===== Sección de texto =====

En el total de la obra de Franklin Mieses Burgos (Santo Domingo, República Dominicana, 1907–1976) se verifica un fenómeno de desarrollo en la relación del poeta con su “materia sensible”, fenómeno que tal vez sea, sobre todo por su comienzo, algo único en la poesía dominicana.
Así, en su libro Sin mundo ya y herido por el cielo (1943–1944), que muchos críticos sólo atinan a calificar de “metafísico”, no es el hombre mismo quien habla, sino el “objeto” de su tarea. Un formidable magma primordial, el Ser, se presenta, por mediación del poeta en su más rudimentaria informalidad, y el poeta aparece absorbido en ese misterio. Los dominios imprecisos van sucediéndose y configurándose: la soledad y la angustia, el dolor y la incertidumbre, la muerte y el vacío, lo inerte y lo sensible, lo viviente y lo instintual, hacen manifestación de su existencia en ritmos y sentidos aún indeterminados en su dirección. Así van buscando forma, lentamente, de los estratos más alejados de lo consciente, cuando en la “oscuridad de la noche original” comienzan a producirse los primeros movimientos elementales, las irritaciones rudimentarias, la destrucción y el deseo, el tacto y sus carencias, la errancia y la alegría, la penumbra y la luz, las expansiones y las contradicciones, las afinidades vagas y la nebulosa germinal en el silencio sin nombre todavía, ni estructuras.

=====

▶ _Descripción del problema_
Reproduce el fragmento del texto sobre la poesía de Franklin Mieses Burgos que empieza en "En el total" y termina en "la poesía dominicana.".

===== Listado de datos =====

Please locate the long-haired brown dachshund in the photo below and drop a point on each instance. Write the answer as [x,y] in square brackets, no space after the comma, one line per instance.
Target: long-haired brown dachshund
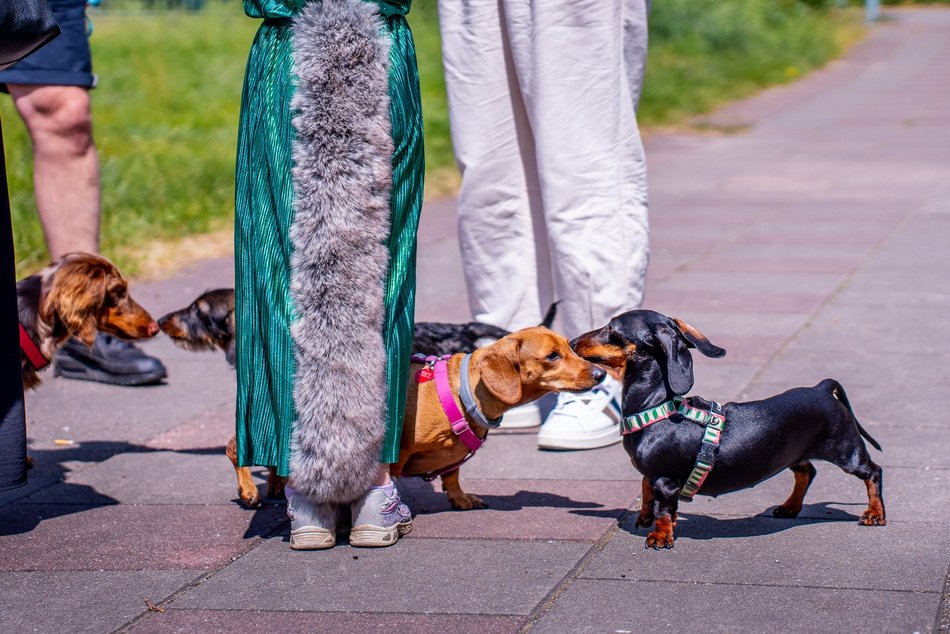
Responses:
[75,296]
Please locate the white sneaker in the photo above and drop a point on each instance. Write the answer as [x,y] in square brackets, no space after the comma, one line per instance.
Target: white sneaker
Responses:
[586,420]
[527,415]
[312,526]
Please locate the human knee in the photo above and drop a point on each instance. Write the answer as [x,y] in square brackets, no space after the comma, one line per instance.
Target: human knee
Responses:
[59,119]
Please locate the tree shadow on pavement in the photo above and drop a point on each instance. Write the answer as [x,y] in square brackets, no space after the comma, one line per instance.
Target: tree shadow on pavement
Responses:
[420,497]
[23,509]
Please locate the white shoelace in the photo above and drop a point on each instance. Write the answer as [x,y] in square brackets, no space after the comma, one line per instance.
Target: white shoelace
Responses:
[580,401]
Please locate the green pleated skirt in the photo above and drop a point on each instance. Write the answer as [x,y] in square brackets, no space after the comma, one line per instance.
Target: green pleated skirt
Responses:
[264,213]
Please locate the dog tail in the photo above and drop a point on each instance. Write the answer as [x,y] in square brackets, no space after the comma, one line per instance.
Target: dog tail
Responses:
[838,392]
[550,315]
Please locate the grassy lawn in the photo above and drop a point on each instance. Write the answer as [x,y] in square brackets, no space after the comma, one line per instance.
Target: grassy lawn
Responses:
[165,111]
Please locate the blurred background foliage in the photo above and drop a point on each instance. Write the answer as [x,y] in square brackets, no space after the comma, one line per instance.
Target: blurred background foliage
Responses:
[170,77]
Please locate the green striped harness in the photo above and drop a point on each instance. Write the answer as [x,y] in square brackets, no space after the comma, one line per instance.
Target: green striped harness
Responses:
[713,420]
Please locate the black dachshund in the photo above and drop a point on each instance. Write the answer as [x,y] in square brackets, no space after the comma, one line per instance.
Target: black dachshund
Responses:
[757,440]
[208,324]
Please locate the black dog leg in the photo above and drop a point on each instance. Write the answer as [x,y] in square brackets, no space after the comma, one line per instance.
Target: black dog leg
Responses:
[859,464]
[804,475]
[645,518]
[873,477]
[665,501]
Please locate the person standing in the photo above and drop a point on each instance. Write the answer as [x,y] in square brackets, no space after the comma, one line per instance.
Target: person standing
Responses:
[50,89]
[553,202]
[327,199]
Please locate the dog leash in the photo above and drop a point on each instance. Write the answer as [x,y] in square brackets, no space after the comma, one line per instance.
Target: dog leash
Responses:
[712,420]
[437,368]
[31,350]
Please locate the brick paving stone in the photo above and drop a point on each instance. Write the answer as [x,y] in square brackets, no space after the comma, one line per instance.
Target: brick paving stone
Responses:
[50,537]
[175,621]
[198,476]
[621,606]
[463,576]
[772,551]
[86,601]
[522,509]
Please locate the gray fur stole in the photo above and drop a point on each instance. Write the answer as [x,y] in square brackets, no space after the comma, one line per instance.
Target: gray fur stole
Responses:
[342,177]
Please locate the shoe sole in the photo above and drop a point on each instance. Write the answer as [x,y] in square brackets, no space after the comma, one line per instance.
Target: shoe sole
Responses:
[97,376]
[521,419]
[593,441]
[312,538]
[369,536]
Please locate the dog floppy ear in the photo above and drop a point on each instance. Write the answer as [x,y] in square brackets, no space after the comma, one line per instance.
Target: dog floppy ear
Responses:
[698,340]
[679,362]
[499,370]
[75,298]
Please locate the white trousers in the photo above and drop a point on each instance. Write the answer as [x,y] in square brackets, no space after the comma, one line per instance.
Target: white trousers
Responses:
[553,204]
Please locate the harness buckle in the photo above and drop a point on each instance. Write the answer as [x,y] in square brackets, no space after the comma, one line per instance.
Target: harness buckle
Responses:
[708,452]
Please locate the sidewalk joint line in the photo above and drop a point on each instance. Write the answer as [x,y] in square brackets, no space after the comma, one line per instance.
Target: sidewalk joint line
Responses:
[698,582]
[548,602]
[942,621]
[200,579]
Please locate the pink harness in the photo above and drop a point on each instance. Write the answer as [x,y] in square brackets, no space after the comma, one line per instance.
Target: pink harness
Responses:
[460,426]
[31,350]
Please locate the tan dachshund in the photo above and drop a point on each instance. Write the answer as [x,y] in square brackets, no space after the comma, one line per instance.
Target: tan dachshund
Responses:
[514,370]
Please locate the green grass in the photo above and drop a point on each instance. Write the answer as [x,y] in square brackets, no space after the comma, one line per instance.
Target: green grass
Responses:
[165,112]
[165,123]
[704,53]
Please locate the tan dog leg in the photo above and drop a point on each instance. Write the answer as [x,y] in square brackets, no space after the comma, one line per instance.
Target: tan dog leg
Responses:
[247,490]
[275,484]
[457,498]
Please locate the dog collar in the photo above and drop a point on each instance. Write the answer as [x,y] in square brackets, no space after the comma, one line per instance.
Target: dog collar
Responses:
[712,419]
[31,350]
[468,399]
[438,366]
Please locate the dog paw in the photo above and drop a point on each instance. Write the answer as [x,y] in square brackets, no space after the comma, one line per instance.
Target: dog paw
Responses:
[872,518]
[659,539]
[645,519]
[786,511]
[250,500]
[467,502]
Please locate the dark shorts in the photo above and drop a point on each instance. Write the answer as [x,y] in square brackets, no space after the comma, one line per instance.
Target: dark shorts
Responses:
[66,60]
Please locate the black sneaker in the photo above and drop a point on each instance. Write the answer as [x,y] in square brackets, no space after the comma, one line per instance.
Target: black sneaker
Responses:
[111,360]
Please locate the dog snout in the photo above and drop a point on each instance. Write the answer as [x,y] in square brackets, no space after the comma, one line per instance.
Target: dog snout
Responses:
[598,374]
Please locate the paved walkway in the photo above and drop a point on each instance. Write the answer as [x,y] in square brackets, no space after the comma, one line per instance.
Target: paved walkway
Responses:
[813,244]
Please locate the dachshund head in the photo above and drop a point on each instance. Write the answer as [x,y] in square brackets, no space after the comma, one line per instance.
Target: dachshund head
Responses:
[205,324]
[85,293]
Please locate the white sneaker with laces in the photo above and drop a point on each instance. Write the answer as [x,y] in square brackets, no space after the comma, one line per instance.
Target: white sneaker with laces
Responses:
[586,420]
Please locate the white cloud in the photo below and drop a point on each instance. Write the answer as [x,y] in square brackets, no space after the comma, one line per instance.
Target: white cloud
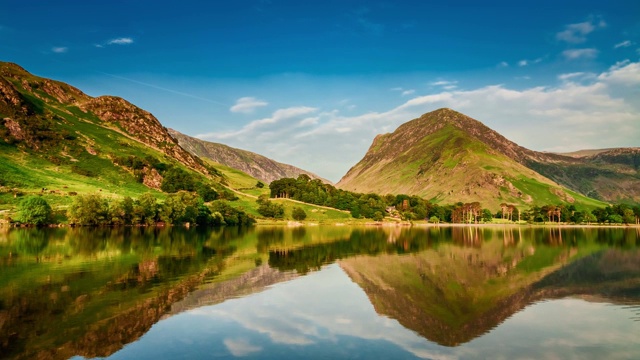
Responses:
[577,33]
[580,75]
[120,41]
[240,347]
[622,73]
[247,105]
[443,83]
[267,129]
[573,54]
[625,43]
[525,62]
[601,110]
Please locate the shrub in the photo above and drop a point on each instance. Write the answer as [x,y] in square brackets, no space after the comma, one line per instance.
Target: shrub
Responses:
[34,210]
[270,209]
[298,213]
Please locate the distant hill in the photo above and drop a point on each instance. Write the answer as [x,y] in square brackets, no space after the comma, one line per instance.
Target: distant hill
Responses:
[256,165]
[611,175]
[55,137]
[449,157]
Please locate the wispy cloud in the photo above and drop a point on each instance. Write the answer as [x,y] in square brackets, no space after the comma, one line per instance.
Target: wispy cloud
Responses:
[240,347]
[625,43]
[573,54]
[163,88]
[570,75]
[403,91]
[445,84]
[587,110]
[247,105]
[282,117]
[525,62]
[577,33]
[120,41]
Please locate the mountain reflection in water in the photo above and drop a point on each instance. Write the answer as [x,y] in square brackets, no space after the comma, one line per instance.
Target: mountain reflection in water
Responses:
[436,292]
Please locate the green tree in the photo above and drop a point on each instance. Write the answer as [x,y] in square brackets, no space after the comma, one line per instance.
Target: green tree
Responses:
[34,210]
[180,207]
[90,209]
[270,209]
[145,209]
[298,213]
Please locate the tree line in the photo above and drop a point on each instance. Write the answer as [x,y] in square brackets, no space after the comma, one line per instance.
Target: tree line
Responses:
[96,210]
[411,207]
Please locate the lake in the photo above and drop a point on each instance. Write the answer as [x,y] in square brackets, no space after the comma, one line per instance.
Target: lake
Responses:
[320,292]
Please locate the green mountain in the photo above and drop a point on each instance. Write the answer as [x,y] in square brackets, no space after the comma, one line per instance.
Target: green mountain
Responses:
[55,139]
[449,157]
[256,165]
[611,175]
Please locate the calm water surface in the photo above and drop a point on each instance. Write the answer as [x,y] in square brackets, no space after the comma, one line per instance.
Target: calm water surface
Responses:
[320,292]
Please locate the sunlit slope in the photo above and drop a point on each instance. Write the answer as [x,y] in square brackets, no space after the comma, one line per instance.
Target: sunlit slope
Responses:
[55,137]
[441,157]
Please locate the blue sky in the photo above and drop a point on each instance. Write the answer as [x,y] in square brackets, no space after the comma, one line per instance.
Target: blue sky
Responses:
[311,83]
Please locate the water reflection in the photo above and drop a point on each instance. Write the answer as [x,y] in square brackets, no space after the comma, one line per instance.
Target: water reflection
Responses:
[400,291]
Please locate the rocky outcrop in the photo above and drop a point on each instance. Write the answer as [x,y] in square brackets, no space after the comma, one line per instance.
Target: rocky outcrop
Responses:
[142,125]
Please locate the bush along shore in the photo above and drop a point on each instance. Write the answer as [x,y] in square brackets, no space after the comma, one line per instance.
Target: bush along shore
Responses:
[179,208]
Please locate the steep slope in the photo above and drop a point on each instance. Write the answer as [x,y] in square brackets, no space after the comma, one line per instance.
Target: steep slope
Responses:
[256,165]
[54,136]
[449,157]
[607,174]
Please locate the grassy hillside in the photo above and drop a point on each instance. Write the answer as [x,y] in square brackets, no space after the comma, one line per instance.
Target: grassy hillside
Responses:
[59,142]
[435,158]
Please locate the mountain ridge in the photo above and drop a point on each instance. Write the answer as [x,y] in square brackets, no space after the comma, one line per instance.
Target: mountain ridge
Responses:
[256,165]
[444,155]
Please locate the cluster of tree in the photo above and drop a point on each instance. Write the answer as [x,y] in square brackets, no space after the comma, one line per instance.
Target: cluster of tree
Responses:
[616,214]
[94,210]
[270,209]
[408,207]
[316,192]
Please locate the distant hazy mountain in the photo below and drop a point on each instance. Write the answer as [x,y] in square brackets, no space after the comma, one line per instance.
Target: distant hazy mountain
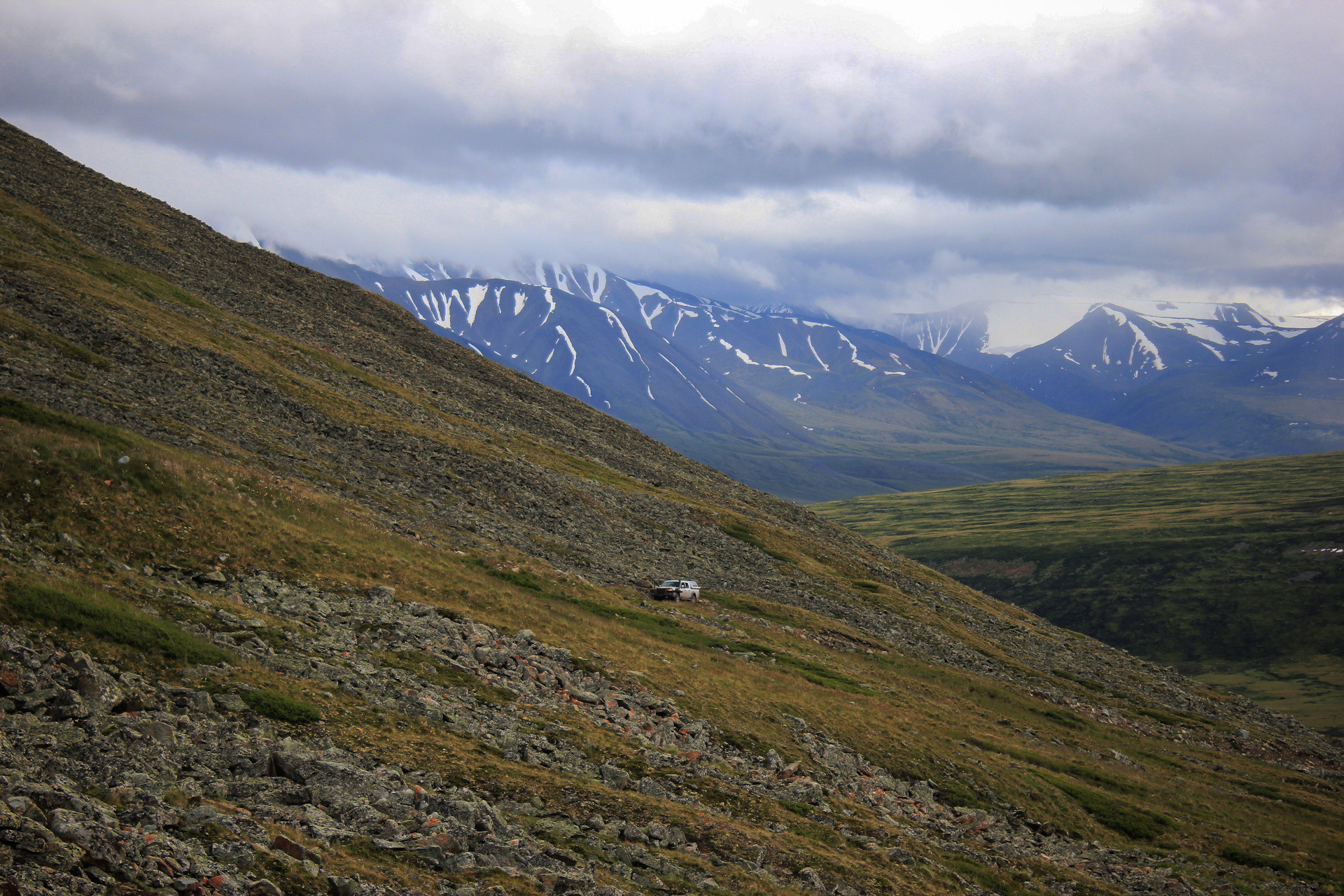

=====

▶ _Solución del problema_
En el total de la obra de Franklin Mieses Burgos (Santo Domingo, República Dominicana, 1907–1976) se verifica un fenómeno de desarrollo en la relación del poeta con su “materia sensible”, fenómeno que tal vez sea, sobre todo por su comienzo, algo único en la poesía dominicana.